CHALLENGE: Transcribe the article on the first cabinet of Aleksandar Vučić word for word, everything from "On 17 January" down to "on August 10.".

SUPPLIED PASSAGE:
[start]

- Date formed: 27 April 2014
- Date dissolved: 11 August 2016

People and organisations
- Head of state: Tomislav Nikolić
- Head of government: Aleksandar Vučić
- Member parties: SNS, SPS, SDPS, PS, NS

History
- Election: 16 March 2014
- Predecessor: Cabinet of Ivica Dačić
- Successor: Second cabinet of Aleksandar Vučić

= First cabinet of Aleksandar Vučić =

The cabinet of the Government of Serbia, led by prime minister Aleksandar Vučić, was elected on 27 April 2014 by a majority vote in the National Assembly. It comprised ministers from the Serbian Progressive Party, Socialist Party of Serbia, Social Democratic Party of Serbia, Movement of Socialists and New Serbia, as well as some independent ministers. The cabinet was voted in on April 28, 2014.

On 17 January 2016 Vučić called for a snap election claiming Serbia "needs four more years of stability so that it is ready to join the European Union". The National Assembly was dissolved on 3 March, thus turning the cabinet into a caretaker government.

Parliamentary election was held on 24 April 2016, and Vučić's Serbian Progressive Party-led coalition retained its majority, winning 131 of the 250 seats. Vučić announced the new cabinet on 8 August, consisting of eight old and eight new ministers, retaining the coalition with the Socialist Party. The new government was approved by the National Assembly on August 10.

[end]

DATA ENTRIES:
[start]

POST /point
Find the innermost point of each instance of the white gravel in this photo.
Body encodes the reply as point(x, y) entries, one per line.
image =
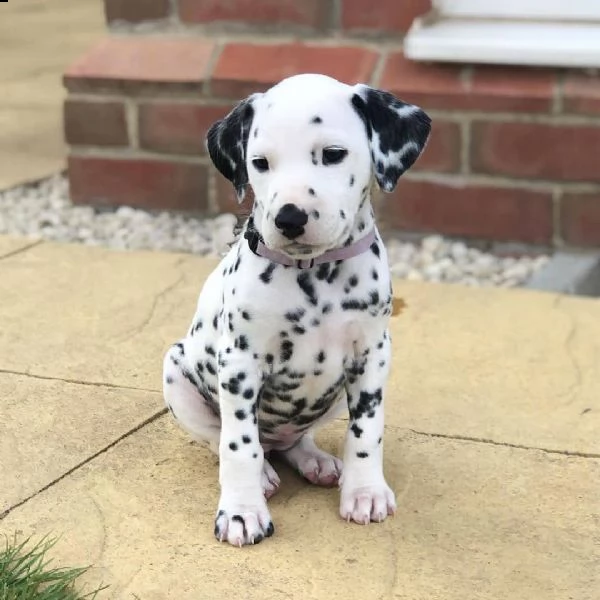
point(45, 210)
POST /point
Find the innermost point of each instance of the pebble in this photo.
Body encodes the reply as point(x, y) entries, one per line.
point(44, 210)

[end]

THE ANSWER:
On 17 January 2016 Vučić called for a snap election claiming Serbia "needs four more years of stability so that it is ready to join the European Union". The National Assembly was dissolved on 3 March, thus turning the cabinet into a caretaker government.

Parliamentary election was held on 24 April 2016, and Vučić's Serbian Progressive Party-led coalition retained its majority, winning 131 of the 250 seats. Vučić announced the new cabinet on 8 August, consisting of eight old and eight new ministers, retaining the coalition with the Socialist Party. The new government was approved by the National Assembly on August 10.